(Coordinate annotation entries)
-- Start --

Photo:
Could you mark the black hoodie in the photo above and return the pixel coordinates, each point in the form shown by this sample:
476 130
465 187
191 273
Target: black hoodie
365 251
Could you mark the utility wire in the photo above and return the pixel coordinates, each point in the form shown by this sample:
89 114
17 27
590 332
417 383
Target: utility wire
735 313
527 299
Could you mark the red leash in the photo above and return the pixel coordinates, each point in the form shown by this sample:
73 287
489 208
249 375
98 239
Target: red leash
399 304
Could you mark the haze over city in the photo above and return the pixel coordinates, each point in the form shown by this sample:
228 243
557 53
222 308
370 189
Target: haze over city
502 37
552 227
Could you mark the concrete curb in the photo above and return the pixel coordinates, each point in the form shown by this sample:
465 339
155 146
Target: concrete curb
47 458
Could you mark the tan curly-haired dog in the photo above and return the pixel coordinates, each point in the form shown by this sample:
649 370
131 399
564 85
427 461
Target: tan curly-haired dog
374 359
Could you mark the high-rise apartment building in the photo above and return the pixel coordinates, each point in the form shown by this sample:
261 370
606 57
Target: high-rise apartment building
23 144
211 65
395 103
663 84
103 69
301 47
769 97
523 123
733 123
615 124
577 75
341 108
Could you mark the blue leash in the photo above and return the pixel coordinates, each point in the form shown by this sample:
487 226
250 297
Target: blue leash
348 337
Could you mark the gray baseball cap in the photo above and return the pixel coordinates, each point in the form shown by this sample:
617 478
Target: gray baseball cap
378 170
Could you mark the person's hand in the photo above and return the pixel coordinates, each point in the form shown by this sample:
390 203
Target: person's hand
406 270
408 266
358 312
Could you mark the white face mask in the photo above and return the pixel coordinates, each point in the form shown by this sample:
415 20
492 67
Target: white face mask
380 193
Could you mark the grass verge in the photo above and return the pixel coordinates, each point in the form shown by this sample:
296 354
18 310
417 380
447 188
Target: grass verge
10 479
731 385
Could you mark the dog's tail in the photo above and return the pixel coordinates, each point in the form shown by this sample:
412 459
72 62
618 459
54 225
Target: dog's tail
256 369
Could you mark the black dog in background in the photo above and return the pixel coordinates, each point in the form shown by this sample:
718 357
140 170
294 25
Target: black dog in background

-- End --

> [Direction] Render every line of the records above as a JSON list of strings, one string per line, skipping any blank lines.

> [Written response]
[
  "Photo:",
  "Could you mark the black hoodie in the photo above and return the pixel coordinates, each point in the form shown by this sample:",
  "476 130",
  "465 187",
  "191 273",
  "Target: black hoodie",
  "365 251",
  "Could you mark the utility wire in the photo above and return the pixel coordinates, each point in the form shown by this sample:",
  "89 114",
  "17 27",
  "590 332",
  "417 383",
  "Target: utility wire",
  "735 313",
  "527 299",
  "Could you mark the red leash in the photo above and return the pixel coordinates, each point in the form shown by this sample:",
  "73 287",
  "489 208",
  "249 375",
  "98 239",
  "Target: red leash",
  "399 304",
  "Could you mark the haze over city in the photo above and return the pixel coordinates, each point in the form shown by this sample:",
  "228 243",
  "557 53",
  "222 308",
  "370 189",
  "Target: haze over city",
  "502 37",
  "552 227",
  "Could you mark the concrete curb in the photo above and return the pixel coordinates, each point in the form shown by this sample:",
  "465 339",
  "155 146",
  "Target: concrete curb",
  "47 458",
  "Could you mark the tan curly-haired dog in the photo above and return the pixel coordinates, each point in the form shown by this sample:",
  "649 370",
  "131 399",
  "564 85",
  "427 461",
  "Target: tan curly-haired dog",
  "374 359",
  "Could you mark the high-rise apartment building in the photo above and return the pixel coordinates, each point in the form shown by this sample:",
  "261 370",
  "606 57",
  "Target: high-rise apartment building",
  "23 144",
  "211 65",
  "395 103",
  "663 84",
  "103 69",
  "301 47",
  "769 97",
  "523 123",
  "733 123",
  "615 124",
  "577 75",
  "341 108",
  "Could you mark the blue leash in the photo above and return the pixel coordinates, each point in the form shown by this sample:",
  "487 226",
  "250 297",
  "Target: blue leash",
  "348 337",
  "Could you mark the gray baseball cap in the photo above and return the pixel coordinates, each point in the form shown by this sample:",
  "617 478",
  "Target: gray baseball cap",
  "378 170",
  "Could you mark the person's hand in the photo above and return the pixel coordinates, each point in the form shown by this sample:",
  "390 203",
  "Target: person's hand",
  "406 270",
  "408 266",
  "358 312",
  "Could you mark the white face mask in the photo above and return the pixel coordinates, each point in the form shown by this sample:",
  "415 20",
  "492 67",
  "Target: white face mask",
  "380 193",
  "Could you mark the grass verge in the photo above and return the pixel coordinates, each point in the form shown by this sample:",
  "296 354",
  "18 310",
  "417 380",
  "447 188",
  "Target: grass verge",
  "10 479",
  "731 385",
  "Could you mark the dog's tail in the photo above and return the pixel coordinates, each point in the form shown by this sample:",
  "412 459",
  "72 62",
  "618 459",
  "54 225",
  "Target: dog's tail",
  "256 369",
  "Could you mark the black dog in background in the photo above and return the pixel coordinates, each point in the form shown by this sample:",
  "718 357",
  "140 170",
  "294 25",
  "Target: black dog in background"
]